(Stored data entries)
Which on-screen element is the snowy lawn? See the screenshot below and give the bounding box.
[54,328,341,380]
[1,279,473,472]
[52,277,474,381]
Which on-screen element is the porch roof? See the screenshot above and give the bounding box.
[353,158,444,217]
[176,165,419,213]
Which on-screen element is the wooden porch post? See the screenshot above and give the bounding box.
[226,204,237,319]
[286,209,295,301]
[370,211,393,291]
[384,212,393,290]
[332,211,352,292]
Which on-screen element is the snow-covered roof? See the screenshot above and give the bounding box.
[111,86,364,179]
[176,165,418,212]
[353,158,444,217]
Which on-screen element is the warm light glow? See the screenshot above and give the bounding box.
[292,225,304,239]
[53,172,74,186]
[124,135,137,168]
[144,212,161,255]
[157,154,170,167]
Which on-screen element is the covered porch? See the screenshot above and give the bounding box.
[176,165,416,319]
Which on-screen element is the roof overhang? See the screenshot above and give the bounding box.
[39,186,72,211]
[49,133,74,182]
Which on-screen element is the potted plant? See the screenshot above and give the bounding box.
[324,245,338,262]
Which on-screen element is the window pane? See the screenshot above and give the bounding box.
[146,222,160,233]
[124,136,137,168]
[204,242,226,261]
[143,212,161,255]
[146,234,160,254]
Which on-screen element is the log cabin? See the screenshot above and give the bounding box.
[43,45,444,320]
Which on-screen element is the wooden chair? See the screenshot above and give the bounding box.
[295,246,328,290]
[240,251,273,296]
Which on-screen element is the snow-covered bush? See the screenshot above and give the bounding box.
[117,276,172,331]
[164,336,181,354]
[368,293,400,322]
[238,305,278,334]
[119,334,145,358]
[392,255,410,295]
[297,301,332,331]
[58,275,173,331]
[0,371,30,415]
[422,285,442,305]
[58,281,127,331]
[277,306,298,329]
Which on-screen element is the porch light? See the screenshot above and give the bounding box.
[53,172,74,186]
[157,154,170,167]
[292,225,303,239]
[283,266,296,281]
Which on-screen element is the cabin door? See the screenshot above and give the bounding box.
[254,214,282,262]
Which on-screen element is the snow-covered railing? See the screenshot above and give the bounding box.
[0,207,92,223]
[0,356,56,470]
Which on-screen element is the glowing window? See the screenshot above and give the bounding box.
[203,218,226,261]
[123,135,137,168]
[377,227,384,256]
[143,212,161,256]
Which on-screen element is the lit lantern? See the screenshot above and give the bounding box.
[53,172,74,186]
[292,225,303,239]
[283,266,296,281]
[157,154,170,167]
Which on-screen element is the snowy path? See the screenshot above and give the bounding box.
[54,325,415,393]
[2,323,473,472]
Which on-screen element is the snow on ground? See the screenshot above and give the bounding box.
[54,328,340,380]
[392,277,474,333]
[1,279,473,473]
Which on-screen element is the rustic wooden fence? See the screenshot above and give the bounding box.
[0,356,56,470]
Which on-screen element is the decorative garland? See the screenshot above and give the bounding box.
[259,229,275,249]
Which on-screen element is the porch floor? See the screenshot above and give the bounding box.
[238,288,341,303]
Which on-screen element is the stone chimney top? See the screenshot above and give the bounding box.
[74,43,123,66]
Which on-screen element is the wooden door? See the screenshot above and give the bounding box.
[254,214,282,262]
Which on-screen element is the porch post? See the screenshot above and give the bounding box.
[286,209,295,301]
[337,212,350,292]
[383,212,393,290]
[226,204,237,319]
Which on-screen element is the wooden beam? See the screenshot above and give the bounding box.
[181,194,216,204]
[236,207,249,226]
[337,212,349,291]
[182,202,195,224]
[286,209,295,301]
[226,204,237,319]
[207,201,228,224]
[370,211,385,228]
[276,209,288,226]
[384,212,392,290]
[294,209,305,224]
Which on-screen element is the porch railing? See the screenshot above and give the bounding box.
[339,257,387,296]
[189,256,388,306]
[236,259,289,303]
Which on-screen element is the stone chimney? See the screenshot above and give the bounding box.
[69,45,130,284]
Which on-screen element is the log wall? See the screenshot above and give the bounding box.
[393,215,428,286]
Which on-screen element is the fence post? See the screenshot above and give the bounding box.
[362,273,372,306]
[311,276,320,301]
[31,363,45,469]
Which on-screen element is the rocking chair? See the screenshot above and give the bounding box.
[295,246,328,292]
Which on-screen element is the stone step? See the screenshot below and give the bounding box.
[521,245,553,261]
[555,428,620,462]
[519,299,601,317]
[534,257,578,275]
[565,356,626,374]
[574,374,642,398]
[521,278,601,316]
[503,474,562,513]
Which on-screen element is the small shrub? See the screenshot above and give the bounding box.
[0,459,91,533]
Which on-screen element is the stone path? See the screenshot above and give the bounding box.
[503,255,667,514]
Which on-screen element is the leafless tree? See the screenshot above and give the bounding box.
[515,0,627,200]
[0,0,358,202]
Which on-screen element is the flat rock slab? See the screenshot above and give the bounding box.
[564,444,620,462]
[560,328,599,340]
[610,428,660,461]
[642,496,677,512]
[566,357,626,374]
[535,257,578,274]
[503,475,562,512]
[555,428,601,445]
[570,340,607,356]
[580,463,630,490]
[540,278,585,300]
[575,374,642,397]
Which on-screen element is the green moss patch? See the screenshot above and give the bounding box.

§ TASK INSTRUCTIONS: Give every entry again, exactly as it reads.

§ RESPONSE FOR THIS EXERCISE:
Which on-screen element is the snowy lawn? See the screenshot below and give the bounding box.
[54,328,341,380]
[1,279,473,472]
[52,277,474,381]
Which on-screen element is the porch roof? See the screenshot above and give the bounding box.
[353,158,444,217]
[176,165,419,213]
Which on-screen element is the wooden porch post? See the screenshot above and give the bounding box.
[226,204,237,319]
[286,209,295,301]
[370,211,393,291]
[384,212,393,290]
[332,211,352,292]
Which on-screen element is the snow-covered roof? See the screenshot above and give the bounding box.
[111,86,364,179]
[176,165,418,212]
[353,158,444,217]
Which on-screen element is the warm light glow? See the screenshot above and give the bounding box.
[292,225,304,239]
[53,172,74,186]
[124,135,137,168]
[144,212,161,255]
[157,154,170,167]
Which on-screen element is the covered porch? See the screenshot above and give the bounding box.
[176,165,416,319]
Which on-screen element is the roof overhang? See the screenshot above and give the bounding box.
[39,186,72,211]
[49,133,74,182]
Which on-screen element is the potted plant? See the screenshot above and give the bounding box.
[324,245,338,262]
Which on-screen element is the window pane? See the screenshot above and give the bounding box.
[146,222,160,233]
[124,136,137,168]
[204,242,226,261]
[143,212,161,255]
[146,234,160,254]
Which on-screen element is the log cabin? See the screenshot above and give the bounding box.
[43,45,444,320]
Which on-screen element is the wooden chair? See the screenshot above and give the bounding box.
[295,246,328,290]
[240,251,273,296]
Which on-screen element is the snow-covered bush? See the screenshot above and give the bounding box.
[117,276,172,331]
[164,336,181,354]
[368,293,400,322]
[238,305,278,334]
[119,334,145,358]
[392,255,410,295]
[297,301,332,331]
[58,275,173,331]
[0,371,30,415]
[422,285,442,305]
[58,281,127,331]
[277,306,298,329]
Which on-screen element is the porch light? See the screenshot above and give the bounding box.
[53,172,74,186]
[157,154,170,167]
[292,225,303,239]
[283,266,296,281]
Which on-screen element is the cabin door? See the screenshot above and give the bounding box.
[254,214,282,262]
Which on-screen element is the snow-covered railing? See the screenshot above and give the bounding box.
[0,207,92,223]
[0,356,56,470]
Which on-screen element is the glowing window? See the screenshot above and give the bounding box.
[203,218,226,261]
[123,135,137,168]
[377,227,384,256]
[143,212,161,256]
Which on-screen element is the lit lantern? See the screenshot above and give the bounding box.
[53,172,74,186]
[292,225,303,239]
[283,266,296,281]
[157,154,170,167]
Which on-screen element is the snowy path? See the screenshot above and give the bounding box.
[54,325,415,393]
[2,323,473,472]
Which on-screen element is the snow on ground? See the screenshot above and give the bounding box.
[54,328,340,380]
[392,277,474,333]
[1,279,473,473]
Which on-screen element is the rustic wooden fence? See the screenshot above and give the bounding box.
[0,356,56,470]
Which on-screen element is the decorative garland? See the screenshot above and give the bounding box.
[259,229,275,249]
Which on-screen element is the porch floor? See the screenshot above and give the bounding box.
[238,288,341,303]
Which on-screen element is the stone chimney top? See the screenshot above and give the bounding box.
[74,43,123,66]
Which on-screen element is the wooden door? See the screenshot above and give the bounding box.
[254,214,282,262]
Which on-screen element is the porch post? See the screenshot above and give the bounding box.
[286,209,295,301]
[337,212,350,292]
[383,212,393,290]
[226,204,237,319]
Which on-screen element is the wooden beam? See the screenshot above and give the bounding box.
[181,194,216,204]
[236,207,249,226]
[337,212,349,291]
[182,202,195,224]
[286,209,295,301]
[226,204,237,319]
[207,201,228,224]
[370,211,385,228]
[276,209,288,226]
[384,212,392,290]
[294,209,305,224]
Which on-screen element is the porch railing? See the screenshot above and give the bounding box.
[339,257,387,296]
[189,256,388,306]
[236,259,289,303]
Which on-screen element is the stone chimney? See the screenshot above and give the bounding box.
[69,45,130,284]
Which on-screen element is the log wall? See the screenshot above and give the bounding box.
[393,215,428,286]
Which on-screen element is the fence post? See the screenshot above and give the bounding box.
[362,273,372,306]
[311,276,320,301]
[31,363,45,469]
Which on-screen element is the rocking chair? See the screenshot above and give the bounding box.
[295,246,328,292]
Which on-screen element is the stone step? See the screenshot below and give the bounding box.
[521,245,553,261]
[555,428,620,462]
[519,299,601,317]
[534,257,578,275]
[565,356,626,374]
[574,374,642,398]
[521,278,601,316]
[503,474,562,513]
Which on-screen element is the small shrub? See the screenshot above and give the bounding box.
[0,459,91,533]
Which on-screen element is the stone path? See the screenshot above and give the bounding box.
[503,255,667,514]
Which on-screen element is the leafless tree? See the screenshot above and give the bounding box.
[515,0,627,200]
[0,0,358,202]
Which on-screen element is the flat rock slab? See the screenshot above and give the bounding box.
[564,444,620,462]
[560,328,599,340]
[610,428,660,461]
[642,496,677,512]
[566,357,626,374]
[535,257,578,274]
[503,475,562,512]
[555,428,601,445]
[570,340,607,356]
[580,463,630,490]
[540,278,585,300]
[575,374,642,397]
Which on-screen element is the green moss patch? See the screenshot above and give the bounding box.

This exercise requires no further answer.